• ACTIONS TO TAKE:
A - In the forum thread on Alabama rig regulations, what is the maximum number of hooks an artificial lure may have?
B - Carry on the forum thread about Alabama rig regulations in Utah from its final post.

• DOCUMENT TEXT:
____
# Regulations on the alabama rig



## Bighead7572

What exactly is the regulations on the Alabama rig in Utah? I keep getting different answers.


----------



## Fishrmn

> No line may have attached to it more than two baited hooks, two artificial flies or two artificial lures.





> No artificial lure may have more than three hooks.


I would think one 'Bama rig would be a lure. Can't put more than 3 hooks on it. One 'Bama rig plus one 'Bama rig would be two lures. As long as you're not making the 'Bama rigs out of "line". You could build one with a dozen teasers but only 3 hooks.


----------



## Bighead7572

Ok that makes a little more sense. Thanks


----------



## gunplay

I'd check with the DWR for the official word. from what I have seen on Wayneswords.com the rig is made up of 5 lures and is not legal in Utah. Only 2 of them can have hooks. I know there has been some good conversations on that site about it with Wayne who is with the DWR and is in charge of Lake Powell.
Go to the DWR for answers on Legal questions not on a public forum!
____
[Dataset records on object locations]
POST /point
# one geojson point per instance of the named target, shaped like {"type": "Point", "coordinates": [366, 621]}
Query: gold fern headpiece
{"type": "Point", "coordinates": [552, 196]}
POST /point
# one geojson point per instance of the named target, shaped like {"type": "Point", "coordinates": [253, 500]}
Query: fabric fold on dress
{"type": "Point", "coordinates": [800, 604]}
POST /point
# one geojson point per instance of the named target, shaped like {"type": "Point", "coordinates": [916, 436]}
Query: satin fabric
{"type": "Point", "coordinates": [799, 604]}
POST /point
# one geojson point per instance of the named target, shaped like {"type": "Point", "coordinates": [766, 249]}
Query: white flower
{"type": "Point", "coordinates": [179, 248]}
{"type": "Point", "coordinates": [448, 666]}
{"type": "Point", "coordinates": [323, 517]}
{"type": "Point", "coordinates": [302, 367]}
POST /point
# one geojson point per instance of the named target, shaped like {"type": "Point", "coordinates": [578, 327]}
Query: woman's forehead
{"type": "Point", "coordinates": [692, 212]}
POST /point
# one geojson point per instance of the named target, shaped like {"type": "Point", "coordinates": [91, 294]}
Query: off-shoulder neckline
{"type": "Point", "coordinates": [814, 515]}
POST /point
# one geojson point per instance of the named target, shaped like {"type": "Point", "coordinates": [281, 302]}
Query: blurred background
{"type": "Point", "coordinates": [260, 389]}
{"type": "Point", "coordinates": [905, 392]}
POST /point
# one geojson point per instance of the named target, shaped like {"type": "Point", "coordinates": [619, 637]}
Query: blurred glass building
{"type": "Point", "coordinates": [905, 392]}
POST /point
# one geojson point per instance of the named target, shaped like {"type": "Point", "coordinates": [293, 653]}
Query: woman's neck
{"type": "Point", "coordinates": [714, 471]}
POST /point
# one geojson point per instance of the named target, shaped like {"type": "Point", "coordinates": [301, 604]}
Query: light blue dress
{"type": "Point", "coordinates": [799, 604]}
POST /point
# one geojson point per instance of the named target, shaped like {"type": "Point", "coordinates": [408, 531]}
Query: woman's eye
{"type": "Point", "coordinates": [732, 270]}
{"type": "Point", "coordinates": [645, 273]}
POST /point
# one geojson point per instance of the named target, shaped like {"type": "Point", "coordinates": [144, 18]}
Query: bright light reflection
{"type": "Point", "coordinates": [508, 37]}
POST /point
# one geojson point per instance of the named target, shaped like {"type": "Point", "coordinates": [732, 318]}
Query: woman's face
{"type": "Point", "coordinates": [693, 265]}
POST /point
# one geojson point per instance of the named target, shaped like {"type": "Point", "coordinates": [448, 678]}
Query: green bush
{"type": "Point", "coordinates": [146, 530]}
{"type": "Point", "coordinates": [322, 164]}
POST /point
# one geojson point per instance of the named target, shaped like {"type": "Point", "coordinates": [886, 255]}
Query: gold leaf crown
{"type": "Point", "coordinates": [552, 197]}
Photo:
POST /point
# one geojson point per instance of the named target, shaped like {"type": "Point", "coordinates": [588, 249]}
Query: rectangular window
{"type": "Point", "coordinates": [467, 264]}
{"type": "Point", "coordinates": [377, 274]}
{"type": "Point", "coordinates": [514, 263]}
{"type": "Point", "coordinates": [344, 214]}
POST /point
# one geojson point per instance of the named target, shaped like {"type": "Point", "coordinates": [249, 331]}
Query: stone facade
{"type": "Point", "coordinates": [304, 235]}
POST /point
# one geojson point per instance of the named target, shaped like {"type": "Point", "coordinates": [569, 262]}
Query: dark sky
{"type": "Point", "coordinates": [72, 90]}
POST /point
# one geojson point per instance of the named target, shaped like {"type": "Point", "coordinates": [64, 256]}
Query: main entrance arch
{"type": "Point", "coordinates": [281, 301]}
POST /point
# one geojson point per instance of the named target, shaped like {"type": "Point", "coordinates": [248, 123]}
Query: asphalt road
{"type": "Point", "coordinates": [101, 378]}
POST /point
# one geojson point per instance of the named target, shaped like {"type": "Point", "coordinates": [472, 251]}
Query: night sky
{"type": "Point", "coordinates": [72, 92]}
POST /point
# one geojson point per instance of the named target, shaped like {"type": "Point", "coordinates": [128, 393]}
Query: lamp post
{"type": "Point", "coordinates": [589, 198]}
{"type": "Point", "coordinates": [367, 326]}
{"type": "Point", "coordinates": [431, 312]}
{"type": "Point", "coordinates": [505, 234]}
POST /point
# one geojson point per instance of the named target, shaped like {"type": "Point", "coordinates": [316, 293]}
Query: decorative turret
____
• RESULTS IN ORDER:
A - No more than three hooks.

B -
----------



## Fishrmn

By that logic, a jointed Rapala is two lures. And there are jointed crankbaits that have 4 sections. Are they 4 lures, or one? A 'Bama rig is a lure. A lure may have three hooks.



> (d) "Artificial lure" means a device made of rubber, wood, metal, glass, fiber, feathers, hair, or plastic with a hook or *hooks* attached. Artificial lures, including artificial flies, do not include fish eggs or other chemically treated or processed natural baits or any natural or human-made food, or any lures that have been treated with a natural or artificial fish attractant or feeding stimulant.


You can have 2 lures on your line except at Lake Powell where:


> No line may have more than 3 baited hooks or more than 3 lures.


If Wayne's Words says you can only have 2 hooks at Lake Powell, the person who posted that had better read the law.

Or Fish Lake where:


> No line may have more than 3 baited hooks
> or artificial flies in series or more than 3
> lures.


And that ain't coming from a public forum. It comes directly from the Utah Division of Wildlife Resources Guidebook. And the Utah Code.


----------



## gunplay

I think that law went into effect this year as a way of working towards making them legal in Powell to help thin down the predators at least I know that was the direction they were talking about earlier in the Winter. Wayne was tring to get a full blown over ride of the law so they would be legal.
His question was also for Utah not just Lake Powell. It is also legal to chum in Powell. That doesn't make it Okay for Utah nd that comes from the guidebook and Utah code.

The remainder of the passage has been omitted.